What you will do ->
Set out each line of the rows below as a numbered list, skipping blank lines and leaving out the pictures.

# start of Data in this exercise

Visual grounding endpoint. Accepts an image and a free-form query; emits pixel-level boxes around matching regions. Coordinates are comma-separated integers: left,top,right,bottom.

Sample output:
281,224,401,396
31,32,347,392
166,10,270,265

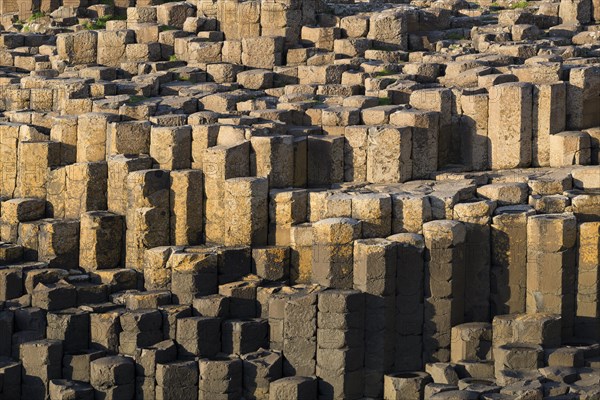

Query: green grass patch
84,15,127,31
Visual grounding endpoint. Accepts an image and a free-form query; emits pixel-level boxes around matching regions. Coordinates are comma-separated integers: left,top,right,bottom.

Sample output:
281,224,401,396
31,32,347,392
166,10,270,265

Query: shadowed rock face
0,0,600,400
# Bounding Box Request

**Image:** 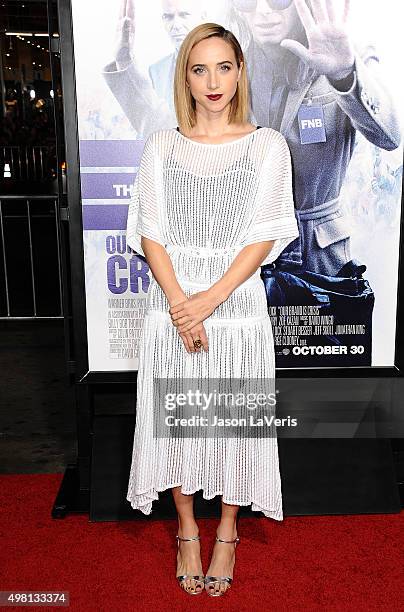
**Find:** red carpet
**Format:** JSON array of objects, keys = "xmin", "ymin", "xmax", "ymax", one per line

[{"xmin": 0, "ymin": 474, "xmax": 404, "ymax": 612}]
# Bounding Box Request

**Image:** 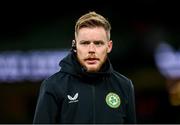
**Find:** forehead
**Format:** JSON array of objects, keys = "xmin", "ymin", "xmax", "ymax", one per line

[{"xmin": 76, "ymin": 27, "xmax": 107, "ymax": 41}]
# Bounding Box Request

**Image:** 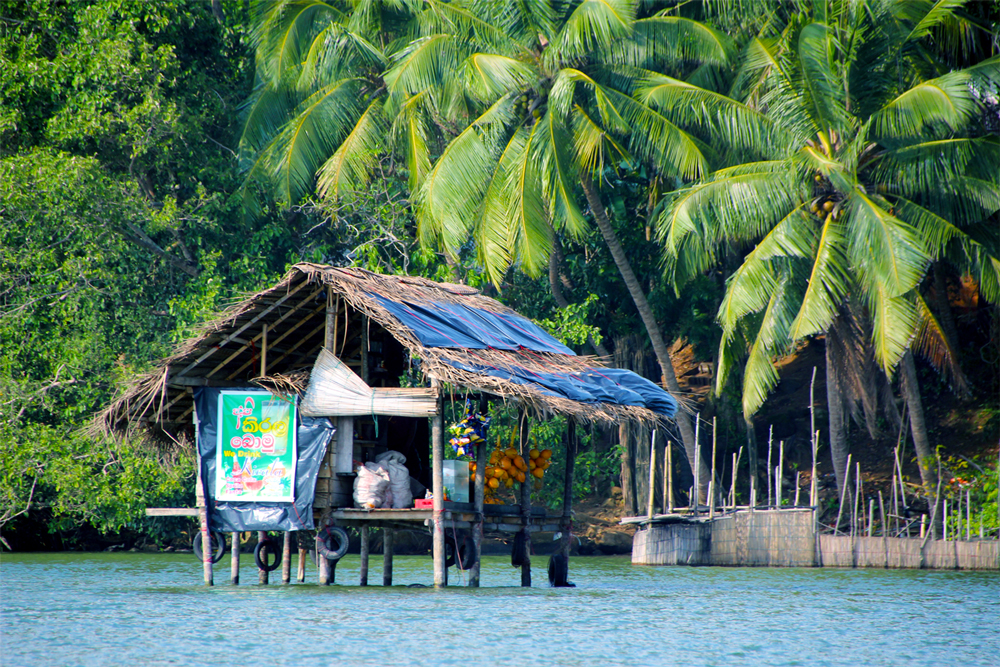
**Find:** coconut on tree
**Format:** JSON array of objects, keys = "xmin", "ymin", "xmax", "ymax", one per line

[{"xmin": 637, "ymin": 0, "xmax": 1000, "ymax": 504}]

# end of Data in this exercise

Response to the exercise ->
1. Visual grounding endpoint. Accepts an image and a free-form query; emits pixel-level boxes around matching regions. Coordinates are comma-separated integers: left,top,right,bottom.
2. Sample output:
3. 281,224,401,396
4. 31,32,347,392
5. 166,10,270,265
6. Query: green grass patch
7. 84,15,127,31
8. Visual grounding endpoint. Accepts an image and a free-form query; emits pixel-level boxes around matching regions. Coordinates are comma-separated integers: left,top,right,bottom.
9. Sample output:
10. 281,224,401,396
11. 31,32,347,392
12. 166,10,270,265
13. Query: shadowed rock face
14. 0,0,600,400
15. # Bounding Box Request
16. **Image:** 
17. **Find:** red carpet
18. **Format:** JSON array of objects, keys = "xmin", "ymin", "xmax", "ymax", one per line
19. [{"xmin": 0, "ymin": 474, "xmax": 404, "ymax": 612}]
20. # Bounding Box Request
21. **Image:** 
22. **Find:** forehead
23. **Format:** JSON array of objects, keys = "xmin", "ymin", "xmax", "ymax", one per line
24. [{"xmin": 76, "ymin": 27, "xmax": 107, "ymax": 41}]
25. # Bounding Box Request
26. **Image:** 
27. **Find:** coconut on tree
28. **Format:** JSON array of objects, keys = "xmin", "ymin", "xmax", "ymax", one per line
29. [{"xmin": 637, "ymin": 0, "xmax": 1000, "ymax": 504}]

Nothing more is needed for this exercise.